*DOCUMENT EXCERPT:*
Segment Open
How Many Calories are there in a Glass of Wine?

Rather than providing you with a list based on serving size, alcohol content, and specific brands that you can find on numerous websites that can’t help but generalize, let’s make our own generalizations. Simply come to realize that the calories in a glass of wine are ultimately your best option if looking to enjoy a drink without serious ramifications around the waistline and beyond/below/behind.

The “beer belly” is not simply an idiom but rather a result of the high amount of calories present in nearly all beer. Expect your average (mass produced) 12 ounce beer to come in at roughly 150 calories. While a seemingly low number, who only has one beer? Micro or Craft beers with higher alcohol contents can come in as high as 200 calories per 12 ounces; light beer, still, generally speaking, packs about 110 calories per serving, and face it, tastes awful if it has a taste at all.

One ounce of spirits, again a generalization, with no mixer brings around 70 calories to the glass. These spirits would include gin, vodka, rum, whiskey, etc. and excludes liqueurs that will, more often than not, have twice as many calories. These drinks should not be confused with cocktails that when mixed with sodas, simple syrups, and juices can exceed 200 calories based on the mixer and volume of alcohol that the heavy handed bartender, in a quest for tips, may pour you. Martinis may be the best bet for your waist at around 170 calories but your liver will certainly argue this point. Martini drinkers, unlike beer drinkers, rarely have six and if they do calories are the least of their short and long term problems.

Finally, the caloric content of wine. The calories in a glass of wine are your best bet. If you are drinking sweet wines rather than 100% dry fermented wines this will cease to be the case in no time flat, and flat your stomach will not be for long (Yoda speak aside). Generally speaking, again, your average four ounce glass of wine will contain about 75 calories. Champagne, given the same serving size though in a much prettier glass, will only add a handful of additional calories. Quite simply, the choice is simple, the calories in wine are negligible in the grand scheme of raising a glass. Better yet?

Drink red wine. While counting calories is important, red wine offers a myriad of additional health benefits due to the presence of antioxidants. At the risk of not seeing your days out as you should, you need to drink more wine. In moderation of course. There exists empirical evidence that red wine, again in moderation, is beneficial to your health. What is moderation? Moderation, if you are lucky enough to live in a country with nationalized or socialized health services, is two to three glasses a day. If, on the other hand, you happen to reside in a country that is the most litigious society in the world without said health care, moderation is ONE glass. Sorry.

In layman’s terms….
Segment Closed
*THE DATA:*
Segment Open
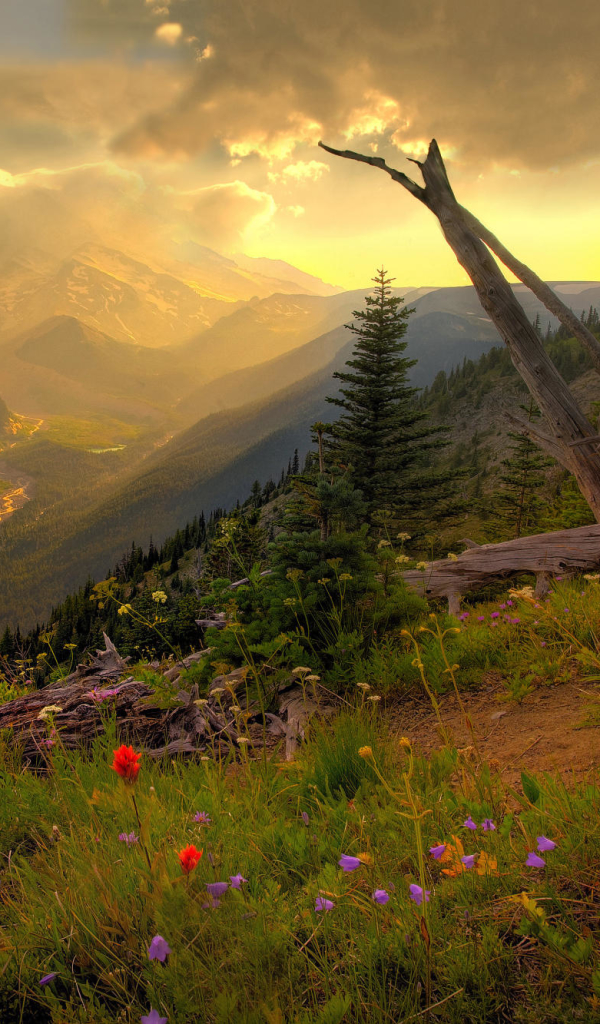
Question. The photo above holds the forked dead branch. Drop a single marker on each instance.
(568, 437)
Segment Closed
Segment Open
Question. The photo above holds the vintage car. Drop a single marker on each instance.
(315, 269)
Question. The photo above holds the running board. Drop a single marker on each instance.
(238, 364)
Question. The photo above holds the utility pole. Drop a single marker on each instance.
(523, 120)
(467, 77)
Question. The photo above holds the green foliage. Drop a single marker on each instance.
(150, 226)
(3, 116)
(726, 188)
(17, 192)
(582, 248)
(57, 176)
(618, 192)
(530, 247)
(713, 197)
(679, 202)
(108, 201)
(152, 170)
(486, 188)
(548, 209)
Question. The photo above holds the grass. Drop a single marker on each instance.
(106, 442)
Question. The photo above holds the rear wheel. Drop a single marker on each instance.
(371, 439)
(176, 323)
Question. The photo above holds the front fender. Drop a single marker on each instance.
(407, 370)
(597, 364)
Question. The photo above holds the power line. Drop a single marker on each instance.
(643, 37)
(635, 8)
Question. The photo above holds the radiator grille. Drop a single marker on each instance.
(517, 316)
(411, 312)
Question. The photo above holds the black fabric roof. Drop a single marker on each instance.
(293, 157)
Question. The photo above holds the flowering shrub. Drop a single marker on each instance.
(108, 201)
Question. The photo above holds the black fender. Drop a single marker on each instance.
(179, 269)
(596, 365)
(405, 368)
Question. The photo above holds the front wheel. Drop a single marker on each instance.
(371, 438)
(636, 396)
Segment Closed
*DIRECTIONS:*
1) In the wine calories article, about how many calories does an average four-ounce glass of wine contain?
2) Please pick up the wine calories article where it stops and keep writing it.
You won't need the listing.

*SOLVED PROBLEMS:*
1) About 75 calories.

2)
Red, and consequently rose wines are high in antioxidants. Antioxidants are good. They battle the bad by slowing the oxidation process wherein reactive particles also known as “free radicals” have this horrible habit of attacking other good things, namely, healthy cells throughout the human body leading to that pesky heart disease.

Specifically the antioxidant resveratrol, is especially, keeping with layman’s terms, good. Resveratrol is found in the skins and seeds of red wine grapes in high concentration. Resveratrol is a good blood thinner, it keeps individual blood cells, platelets, from hanging around like a group of neer-do-wells in front of the liquor store leading to assault and bodily harm charges as well as teenage pregnancy, or in this case blood clots. Blood clots are bad. Blood clots have this nagging tendency to block smaller vessels in the heart and brain staving off the flow of oxygen. This lack of oxygen is called ischemia and is also bad. Don’t worry too much about remembering this medical term, chances are when you collapse on the sidewalk clutching your chest the person calling the ambulance won’t, they will probably just use “heart attack” as they call emergency services. Ischemia in the brain is more commonly known as a stroke, really bad.

Finally, resveratrol, doesn’t much care for low-density lipoprotein (LDL, or bad) cholesterol. LDL likes to cause a multi-syllabic problem in the arteries. Essentially, once LDL oxidizes it forms a plaque that leads to the hardening of the arteries. Not to worry. Because resveratrol and its mate saponin, another antioxidant found in red grapes, often team up, grab a six iron and a leg from a coffee table and just batter LDL around the head and neck lessening its resolve to kill you.

In addition to the meager amount of calories in a glass wine, wine is just plain smart for the health conscious. Smarter yet? Walking to your favorite wine shop and choosing from a wealth of health smart reds.